WHAT YOU SHOULD DO: When copying the data, keep every line exactly the same.

§ §

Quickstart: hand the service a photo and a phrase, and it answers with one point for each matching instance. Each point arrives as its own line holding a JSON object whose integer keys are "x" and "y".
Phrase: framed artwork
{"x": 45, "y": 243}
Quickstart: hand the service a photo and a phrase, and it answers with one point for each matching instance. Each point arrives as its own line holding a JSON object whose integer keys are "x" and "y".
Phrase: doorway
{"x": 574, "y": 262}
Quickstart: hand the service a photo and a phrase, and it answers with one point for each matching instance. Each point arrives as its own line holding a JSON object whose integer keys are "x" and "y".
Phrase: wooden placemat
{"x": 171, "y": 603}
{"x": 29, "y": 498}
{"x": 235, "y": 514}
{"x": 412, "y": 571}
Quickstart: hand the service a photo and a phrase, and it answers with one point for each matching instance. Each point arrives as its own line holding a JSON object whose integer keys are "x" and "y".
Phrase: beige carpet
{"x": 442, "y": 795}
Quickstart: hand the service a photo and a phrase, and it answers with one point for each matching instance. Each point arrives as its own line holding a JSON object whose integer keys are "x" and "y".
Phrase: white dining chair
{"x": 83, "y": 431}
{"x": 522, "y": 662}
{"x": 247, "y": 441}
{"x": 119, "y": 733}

§ §

SOLVED EXERCISE:
Quickstart: hand the service a photo and a phrase, and it answers with one point for each matching instance. Each point arrives as its own line holding a JSON object whose integer keys are "x" and "y".
Phrase: framed artwork
{"x": 45, "y": 243}
Quickstart: hand the service a photo and a phrase, and it answers with one point for each matching instance. Each point arrives as its own line holding a JSON object whose integer keys are "x" and "y".
Phrase: doorway
{"x": 574, "y": 262}
Quickstart: hand the service a photo and a phrase, and it answers with one point for each matching instance. Each point arrives as its own line holding a JSON object whose integer keys are "x" and "y".
Phrase: wooden placemat
{"x": 171, "y": 603}
{"x": 29, "y": 498}
{"x": 235, "y": 514}
{"x": 412, "y": 571}
Quickstart: hand the service a photo and a phrase, and it answers with one point for each matching instance. Each point arrives as its own line holding a JSON object whose integer keys are "x" and "y".
Phrase: beige carpet
{"x": 442, "y": 795}
Quickstart: hand the service a photo and a phrase, and it answers with one point for each matching instance. Each point arrives as its own line holding a JSON object whose integer keys are "x" and "y".
Phrase: white dining chair
{"x": 83, "y": 431}
{"x": 522, "y": 662}
{"x": 247, "y": 441}
{"x": 119, "y": 733}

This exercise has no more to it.